Given text |
* * * *
ANMLY #29 :: Comics

Featured in this folio:

Introduction

Blessedly, the comics section has returned to Anomaly after a single-issue hiatus. Forgive us—me, rather—for its short absence. Personally, the break was a necessity, largely (but not solely) because I was working on my own comics. I’d given myself a deadline to complete a manuscript that has been in the works for nearly five years, and in the final effort, I was reminded, yet again, of how labor-intensive the comics-making process is. 

Of course, every cartoonist has their own process, but regardless of how you go about it, the combination of writing, drawing, inking, and coloring is not only time consuming, but also physically exhausting. In the months preceding my deadline, my partner and kids became resigned to the sight of me hunkered over my drawing desk at every free moment, often late into the night. I had become boring, tired, sore, and irritable—and for what? Some meager scribbles? It’s not as if comics are a particularly revered medium. And yet, by some compulsion, I was making them.

This is, I imagine, a shared experience among cartoonists—this thought: Why do I do this? Why make comics?

And yet, for all the flack comics have taken over the years—flack that has shifted more recently to indifference—for those enveloped in the practice, there is something poetic, even sacred, in the paneled, paginated rhythms of the comics spread. And for those paying attention, it’s clear that the DNA of comics is steadily informing the multi-media logic of the digital age. It’s our memes, our readymade cache of emojis, our Twitter and Instagram feeds, not to mention the source material for the most lucrative stories in contemporary media.
* * * *
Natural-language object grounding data

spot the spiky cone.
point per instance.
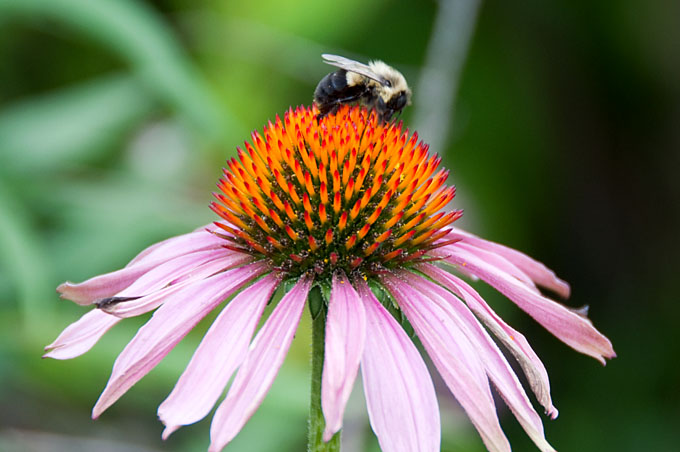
(355, 207)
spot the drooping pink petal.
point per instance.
(107, 285)
(175, 269)
(179, 313)
(257, 373)
(144, 304)
(495, 364)
(402, 404)
(221, 351)
(515, 342)
(192, 238)
(538, 272)
(570, 326)
(499, 262)
(345, 334)
(455, 357)
(81, 335)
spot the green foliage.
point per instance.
(117, 115)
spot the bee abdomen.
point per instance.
(333, 90)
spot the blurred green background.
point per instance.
(562, 133)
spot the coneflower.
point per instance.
(348, 213)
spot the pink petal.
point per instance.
(197, 235)
(402, 404)
(168, 325)
(169, 272)
(257, 373)
(538, 272)
(221, 351)
(514, 341)
(495, 364)
(107, 285)
(345, 334)
(571, 327)
(144, 304)
(499, 262)
(81, 335)
(455, 357)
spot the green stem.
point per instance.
(316, 420)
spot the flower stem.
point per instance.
(316, 419)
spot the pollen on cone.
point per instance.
(371, 185)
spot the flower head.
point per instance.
(354, 206)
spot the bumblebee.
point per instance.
(377, 86)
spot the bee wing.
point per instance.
(352, 66)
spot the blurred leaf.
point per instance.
(77, 122)
(139, 36)
(22, 257)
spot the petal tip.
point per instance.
(169, 430)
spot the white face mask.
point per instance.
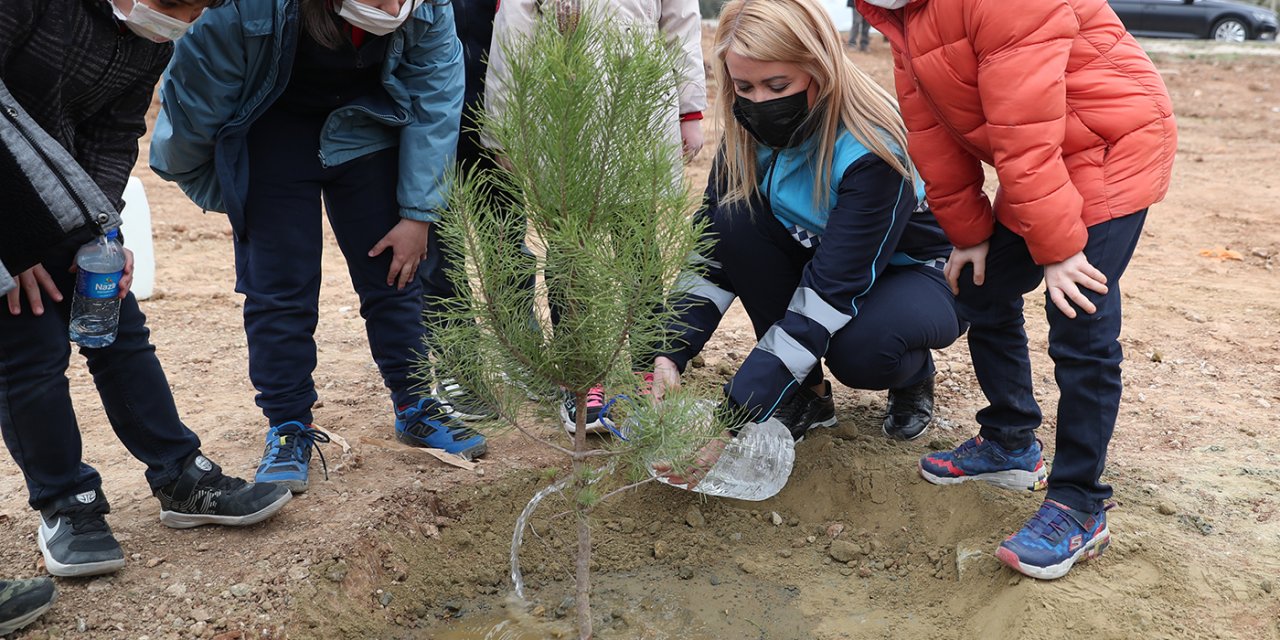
(375, 21)
(150, 23)
(888, 4)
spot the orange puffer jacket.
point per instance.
(1054, 94)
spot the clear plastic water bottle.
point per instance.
(754, 465)
(95, 305)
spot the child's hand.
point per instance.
(407, 241)
(702, 464)
(974, 255)
(691, 138)
(666, 375)
(1064, 279)
(32, 280)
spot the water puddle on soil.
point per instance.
(708, 604)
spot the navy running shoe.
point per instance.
(428, 424)
(983, 460)
(1052, 542)
(288, 456)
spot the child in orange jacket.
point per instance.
(1063, 101)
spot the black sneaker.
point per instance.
(24, 600)
(74, 538)
(910, 410)
(461, 402)
(204, 496)
(805, 411)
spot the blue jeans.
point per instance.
(1086, 353)
(278, 264)
(36, 415)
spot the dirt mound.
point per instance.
(856, 545)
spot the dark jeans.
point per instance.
(908, 312)
(1086, 353)
(278, 265)
(36, 412)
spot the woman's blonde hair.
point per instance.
(801, 32)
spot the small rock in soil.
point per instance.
(659, 549)
(694, 517)
(845, 551)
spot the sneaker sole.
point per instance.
(469, 417)
(1055, 571)
(822, 424)
(1013, 479)
(178, 520)
(571, 425)
(21, 621)
(82, 570)
(471, 453)
(891, 437)
(295, 487)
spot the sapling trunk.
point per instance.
(581, 475)
(592, 172)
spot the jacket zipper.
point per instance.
(100, 218)
(933, 108)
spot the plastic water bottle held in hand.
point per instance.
(96, 304)
(754, 465)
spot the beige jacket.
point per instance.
(677, 19)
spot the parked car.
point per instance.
(1215, 19)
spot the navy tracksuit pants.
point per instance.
(1086, 353)
(36, 414)
(278, 265)
(886, 346)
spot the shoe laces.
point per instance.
(1050, 522)
(419, 419)
(219, 481)
(86, 517)
(595, 397)
(292, 448)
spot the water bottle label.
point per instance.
(97, 286)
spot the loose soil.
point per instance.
(396, 544)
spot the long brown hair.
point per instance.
(800, 32)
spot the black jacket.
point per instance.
(83, 78)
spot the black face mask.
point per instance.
(776, 122)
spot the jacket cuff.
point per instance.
(421, 215)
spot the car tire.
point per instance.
(1229, 30)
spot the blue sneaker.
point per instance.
(1051, 542)
(990, 462)
(288, 455)
(428, 424)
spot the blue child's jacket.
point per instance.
(236, 62)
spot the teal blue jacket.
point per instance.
(236, 62)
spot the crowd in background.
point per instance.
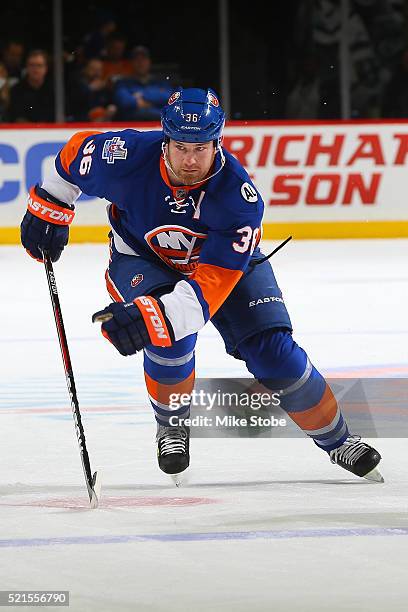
(105, 79)
(287, 68)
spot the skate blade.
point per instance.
(375, 476)
(179, 479)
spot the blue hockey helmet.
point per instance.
(193, 115)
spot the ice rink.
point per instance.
(259, 524)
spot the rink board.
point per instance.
(318, 179)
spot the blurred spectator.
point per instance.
(32, 99)
(115, 65)
(4, 92)
(13, 59)
(141, 97)
(95, 42)
(89, 97)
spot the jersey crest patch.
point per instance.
(248, 192)
(136, 280)
(178, 246)
(114, 149)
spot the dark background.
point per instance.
(271, 44)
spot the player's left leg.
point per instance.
(256, 327)
(169, 372)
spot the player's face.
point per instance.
(190, 161)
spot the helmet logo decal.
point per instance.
(174, 96)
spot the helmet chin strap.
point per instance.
(168, 165)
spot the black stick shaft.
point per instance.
(69, 375)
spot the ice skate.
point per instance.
(173, 450)
(359, 458)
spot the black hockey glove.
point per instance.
(45, 225)
(131, 327)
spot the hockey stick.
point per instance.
(92, 482)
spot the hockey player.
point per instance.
(185, 225)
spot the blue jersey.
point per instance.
(207, 232)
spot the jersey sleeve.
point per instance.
(91, 160)
(223, 261)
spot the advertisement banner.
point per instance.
(317, 179)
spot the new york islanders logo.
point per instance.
(178, 246)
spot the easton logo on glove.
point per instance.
(48, 210)
(154, 321)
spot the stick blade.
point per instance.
* * * *
Exercises to complete |
**A.** Answer these questions from the comics introduction:
(i) How long had the manuscript been in the works?
(ii) Which four tasks combine in making comics?
(iii) What has the flack aimed at comics shifted to more recently?
**B.** Rewrite the part of the comics introduction starting with "And yet, for" and going on through "in contemporary media.", switching "indifference" for "neglect".

Your written answers |
**A.**
(i) Nearly five years.
(ii) Writing, drawing, inking, and coloring.
(iii) Indifference.

**B.**
And yet, for all the flack comics have taken over the years—flack that has shifted more recently to neglect—for those enveloped in the practice, there is something poetic, even sacred, in the paneled, paginated rhythms of the comics spread. And for those paying attention, it’s clear that the DNA of comics is steadily informing the multi-media logic of the digital age. It’s our memes, our readymade cache of emojis, our Twitter and Instagram feeds, not to mention the source material for the most lucrative stories in contemporary media.